- _PASSAGE_

# Straightbar schwinn



## oimakoi (Aug 9, 2021)

Sharing my schwinn straightbar… it was my late uncle’s bike, came a long way from just a frame, fork, stem and handlebars. Took a long time looking for parts. Not much parts available here in the Philippines. Most of it are bought from sellers here. Good people awesome packing. I asked my son to help me bring it back to life and get some father-son bonding. Just a rust look for now but will plan on painting it soon. I’m going for green challenger. Also am looking for some tank “challenger” decals, any chance you guys have some repro waterslide decals for sale?

I uploaded a video in Youtube:


----------



## dave429 (Aug 9, 2021)

Looks awesome as is! Keep us posted on the restore!


----------



## HEMI426 (Aug 9, 2021)

I second dave429s thoughts, NICE!!!!!


----------



## SJ_BIKER (Aug 9, 2021)

Looks like a fun project!!


----------



## HBSyncro (Aug 9, 2021)

That bike is purty sick!  And that lanai...


----------



## Goldenrod (Aug 9, 2021)

The internet is great for jumping over geography.  There you are in a county that we will never visit and you can be our friend.  We like young people taking an interest in bike history.


----------



## OZ1972 (Aug 16, 2021)

Wow you can really tell you take pride in your work  nice job , can't wait to see it finished , but i like it as is also , thanks for sharing !!!!!


----------



## CURTIS L LINDGREN (Aug 16, 2021)

Looking Good !  Those bikes ride really nice . That's a worthwhile project for sure !  Good to hear from you again  😁


----------



## vince72 (Aug 16, 2021)

I really like these straight bar Schwinns what years were they produced? Is there anything to watch for while looking for one?


----------



## JLF (Sep 2, 2021)

Wow!  Beautiful bike build!


----------



## SoBayRon (Sep 2, 2021)

Really cool to see you guys killing it on this one. Turning out real sweet.


----------



## Tim the Skid (Sep 2, 2021)

@oimakoi  Nice solid bones for a build. Very straight and good lines!


----------



## Eddie_Boy (Sep 23, 2021)

You go pinoy.  Love the straightbar Schwinns; leave her ratty.  Very cool video too bruddah.


----------



## Rayray (Sep 29, 2021)

that's a beautiful piece of art!


----------



## Rides4Fun (Sep 29, 2021)

Bike looks really great!  Thank you for posting a video.  It was nice to see the effort that was taken in getting that project together!


----------



## johnboy (Oct 3, 2021)

You did a fine job cleaning and re-assembling your bike. My wife and I really enjoyed the video-- she is from Bohol and was able to hear you speaking a little Visayan . Wishing you the best and we look forward to seeing more of you postings here on the CABE.


----------



## oimakoi (Oct 3, 2021)

johnboy said:


> You did a fine job cleaning and re-assembling your bike. My wife and I really enjoyed the video-- she is from Bohol and was able to hear you speaking a little Visayan . Wishing you the best and we look forward to seeing more of you postings here on the CABE.



Thank you!! I’m from Cebu


----------



## Vonnegut (Oct 16, 2021)

Great looking bike, I like it the way it is, but with the marine climate in PI you definitely don't want to leave that much metal exposed.  Really cool that you get to share this project with your son.  I've got a buddy that lives in Cebu that I used to dockporter with in the '80s on Mackinac Island.


----------

- _RECORDED DATA_
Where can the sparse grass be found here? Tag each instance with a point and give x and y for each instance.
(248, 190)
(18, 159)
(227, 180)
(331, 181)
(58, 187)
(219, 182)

- _STATED EXERCISE_
From the forum thread about the straightbar Schwinn above, copy the passage that begins at "Sharing my schwinn" and runs up to and including "dave429 (Aug 9, 2021)".

- _RIGHT ANSWER_
Sharing my schwinn straightbar… it was my late uncle’s bike, came a long way from just a frame, fork, stem and handlebars. Took a long time looking for parts. Not much parts available here in the Philippines. Most of it are bought from sellers here. Good people awesome packing. I asked my son to help me bring it back to life and get some father-son bonding. Just a rust look for now but will plan on painting it soon. I’m going for green challenger. Also am looking for some tank “challenger” decals, any chance you guys have some repro waterslide decals for sale?

I uploaded a video in Youtube:


----------



## dave429 (Aug 9, 2021)